■ OBJECTIVE ■
Extend the passage on the antenna apparatus, picking up right after its final sentence.

■ PROVIDED PASSAGE ■
::::::

FIG. 4 is a sectional view showing the structure of an antenna apparatus according to the embodiment 4 of the present invention. Note that parts similar or corresponding to those denoted in FIG. 2 are denoted by the same reference numerals, and redundant explanation thereof will be omitted. The embodiment 4 forms a thin structure in such a manner that the thickness of the second dielectric plate 15 in the above structure of the embodiment 2 is eliminated at its perimeter.

As stated in the above embodiment 3, the dielectric layers are disposed only at the perimeters of the feed radiating element 1 and no-feed radiating element 2, while the dielectric layers such as the second dielectric plate 15 and foam material plate 16 are not required electrically at the other parts. In the embodiment 4 the second dielectric plate 15 and foaming material plate 16 play a role to press the film substrate 17 from the top to contact closely it with the first dielectric plate 14, thus being not eliminated completely, just keeping the second dielectric plate 15 thinly.

As described above, according to the embodiment 4, the thickness of the second dielectric plate 15 is thinly formed such that the perimeter of the no-feed radiating element 2 is eliminated. Accordingly, the same effects as those of the above embodiment 2 are obtained; also an antenna apparatus with lighter weight as compared with the above embodiment 2 can be achieved.

Embodiment 5

FIG. 5 is a sectional view showing the structure of an antenna apparatus according to the embodiment 5. In the drawing, numeral 19 designates a third dielectric layer; numeral 20 designates a spacer (thickness holding structure) provided between the first dielectric layer 11 and the third dielectric layer 19. Note that parts similar or corresponding to those denoted in FIG. 1 are denoted by the same reference numerals, and redundant explanation thereof will be omitted. Here, the first dielectric layer 11 and third dielectric layer 19 is constituted by a material with high rigidity. The second dielectric layer 12 is constituted by a material with low rigidity such as foam material plate. The spacer 20 is made of at least a material with at least a higher rigidity than those of the first and second dielectric layers 11, 12. Disposition of the spacer 20 can employ a method such that the spacer 20 is inserted into a hole or opening formed in the second dielectric layer 12 upon stacking the second dielectric layer 12.

As the second dielectric layer 12 shown in FIG. 5, for the purposes of reducing dielectric losses and pressing flexible members such as film substrate and the like, there is a case that a material with low rigidity as a foam material plate or the like is used. In this case, the dielectric layer with low rigidity, however, causes deformation not to maintain the thickness precision, thereby failing to ensure desired characteristics. For this reason, in the embodiment 5, the spacer 20 is disposed between the first dielectric layer 11 and third dielectric layer 19. In this manner, the thickness precision of the second dielectric layer 12 with low rigidity is maintained.

::::::

■ RECORDS SUPPLIED ■
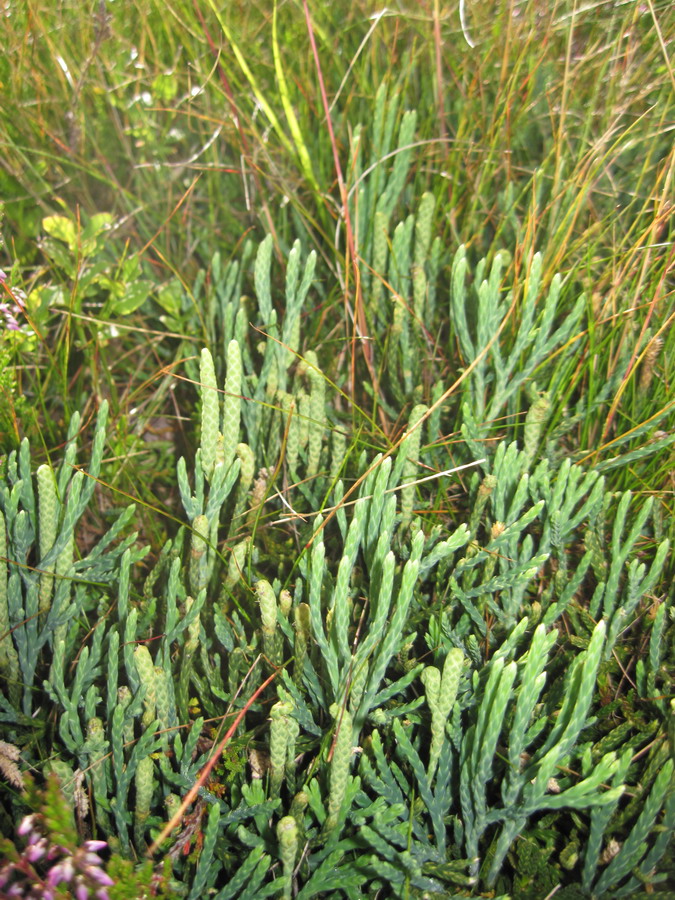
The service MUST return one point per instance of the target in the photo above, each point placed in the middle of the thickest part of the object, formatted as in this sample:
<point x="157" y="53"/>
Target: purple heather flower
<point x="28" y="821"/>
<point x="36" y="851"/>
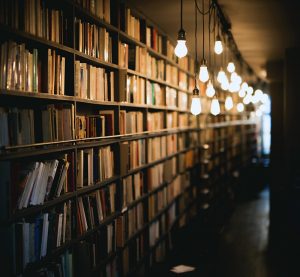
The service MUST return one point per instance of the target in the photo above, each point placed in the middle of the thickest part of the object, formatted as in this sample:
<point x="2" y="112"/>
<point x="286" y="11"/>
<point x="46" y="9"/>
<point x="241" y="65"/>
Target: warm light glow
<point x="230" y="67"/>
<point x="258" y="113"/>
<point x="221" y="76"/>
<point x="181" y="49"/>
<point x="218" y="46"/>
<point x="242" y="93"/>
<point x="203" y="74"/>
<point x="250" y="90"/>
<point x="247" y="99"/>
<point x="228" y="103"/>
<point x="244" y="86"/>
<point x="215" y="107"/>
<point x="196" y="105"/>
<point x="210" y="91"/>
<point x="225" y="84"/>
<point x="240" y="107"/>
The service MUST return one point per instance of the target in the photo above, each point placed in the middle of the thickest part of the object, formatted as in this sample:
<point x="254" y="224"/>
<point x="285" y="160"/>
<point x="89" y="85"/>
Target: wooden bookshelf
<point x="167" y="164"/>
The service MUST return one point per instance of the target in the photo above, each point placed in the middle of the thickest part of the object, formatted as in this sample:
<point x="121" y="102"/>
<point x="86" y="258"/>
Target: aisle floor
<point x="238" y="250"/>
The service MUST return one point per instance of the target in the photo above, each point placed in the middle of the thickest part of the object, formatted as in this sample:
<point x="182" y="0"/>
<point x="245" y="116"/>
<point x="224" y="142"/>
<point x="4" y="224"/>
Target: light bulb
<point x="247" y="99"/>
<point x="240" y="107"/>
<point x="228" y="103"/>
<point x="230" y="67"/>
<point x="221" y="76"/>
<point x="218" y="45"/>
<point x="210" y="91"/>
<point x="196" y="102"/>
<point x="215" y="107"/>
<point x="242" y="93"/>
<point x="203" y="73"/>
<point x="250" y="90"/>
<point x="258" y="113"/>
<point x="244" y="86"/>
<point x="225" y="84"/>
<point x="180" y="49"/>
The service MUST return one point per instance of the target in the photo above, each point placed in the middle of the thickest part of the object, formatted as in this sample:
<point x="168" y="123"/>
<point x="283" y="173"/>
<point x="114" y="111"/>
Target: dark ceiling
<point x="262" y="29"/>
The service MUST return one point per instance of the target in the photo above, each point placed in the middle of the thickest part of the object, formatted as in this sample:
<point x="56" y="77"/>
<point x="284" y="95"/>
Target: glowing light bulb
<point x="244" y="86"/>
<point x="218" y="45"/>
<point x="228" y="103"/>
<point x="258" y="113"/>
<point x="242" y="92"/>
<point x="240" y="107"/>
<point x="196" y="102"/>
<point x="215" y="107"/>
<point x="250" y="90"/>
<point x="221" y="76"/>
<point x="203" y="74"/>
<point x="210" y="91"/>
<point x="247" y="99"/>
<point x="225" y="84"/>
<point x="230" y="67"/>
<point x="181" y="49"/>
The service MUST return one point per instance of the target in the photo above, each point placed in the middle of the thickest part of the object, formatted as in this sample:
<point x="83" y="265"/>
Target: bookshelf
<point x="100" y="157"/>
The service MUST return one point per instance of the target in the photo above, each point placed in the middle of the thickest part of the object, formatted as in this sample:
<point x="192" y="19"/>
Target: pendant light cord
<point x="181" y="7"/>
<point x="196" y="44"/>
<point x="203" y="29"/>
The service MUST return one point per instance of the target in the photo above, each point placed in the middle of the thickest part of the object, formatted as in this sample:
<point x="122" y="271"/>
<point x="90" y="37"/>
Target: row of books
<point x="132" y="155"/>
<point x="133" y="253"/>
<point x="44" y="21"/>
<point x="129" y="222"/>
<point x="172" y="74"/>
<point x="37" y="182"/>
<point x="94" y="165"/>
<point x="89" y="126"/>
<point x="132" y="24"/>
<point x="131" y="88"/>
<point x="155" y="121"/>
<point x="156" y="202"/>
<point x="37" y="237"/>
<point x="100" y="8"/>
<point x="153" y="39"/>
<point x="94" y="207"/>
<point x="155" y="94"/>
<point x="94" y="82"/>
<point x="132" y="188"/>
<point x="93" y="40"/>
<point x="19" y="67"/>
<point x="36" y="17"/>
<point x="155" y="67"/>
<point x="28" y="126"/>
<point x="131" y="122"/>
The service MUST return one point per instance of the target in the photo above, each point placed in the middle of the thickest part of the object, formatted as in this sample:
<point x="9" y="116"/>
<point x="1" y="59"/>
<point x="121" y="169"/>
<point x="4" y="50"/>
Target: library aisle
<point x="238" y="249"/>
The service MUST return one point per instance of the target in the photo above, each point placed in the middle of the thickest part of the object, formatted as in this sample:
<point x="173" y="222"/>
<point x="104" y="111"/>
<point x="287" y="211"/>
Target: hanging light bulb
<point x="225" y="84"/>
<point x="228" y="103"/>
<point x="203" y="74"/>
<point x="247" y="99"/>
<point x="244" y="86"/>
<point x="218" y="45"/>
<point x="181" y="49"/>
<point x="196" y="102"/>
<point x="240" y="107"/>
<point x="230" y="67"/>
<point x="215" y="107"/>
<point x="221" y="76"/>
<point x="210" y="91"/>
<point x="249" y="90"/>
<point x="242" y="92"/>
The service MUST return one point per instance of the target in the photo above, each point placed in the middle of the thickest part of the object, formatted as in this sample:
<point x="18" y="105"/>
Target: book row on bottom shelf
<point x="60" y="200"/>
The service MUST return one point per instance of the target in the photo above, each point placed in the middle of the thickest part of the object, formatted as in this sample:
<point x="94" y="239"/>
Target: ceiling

::::::

■ OUTPUT OF THE EXERCISE ■
Additionally, in case of application of a spacer 20 made of a metal, when disposition place of the spacer 20 is near the radiating element 9 to an extent such that a shape of electric field distribution and a resonance frequency of the radiating element 9 change, a material of the spacer 20 had better employ a dielectric instead of metals.

As stated above, according to the embodiment 5, the thickness precision of the second dielectric layer 12 which is constituted by a material with low rigidity such as foam material plate can be maintained. With this manner, when the dielectric layer with low rigidity such as foam material plate is employed, the quality of the antenna apparatus can be maintained.

Embodiment 6

FIG. 6 is a sectional view showing a structure of an antenna apparatus according to the embodiment 6. In the drawing, numeral 21 designates a caulking nut; numeral 22 designates a screw meshing with the caulking nut 21; these caulking nut and screw form a thickness holding structure. Note that parts similar or corresponding to those denoted in FIG. 2 are denoted by the same reference numerals, and redundant explanation thereof will be omitted.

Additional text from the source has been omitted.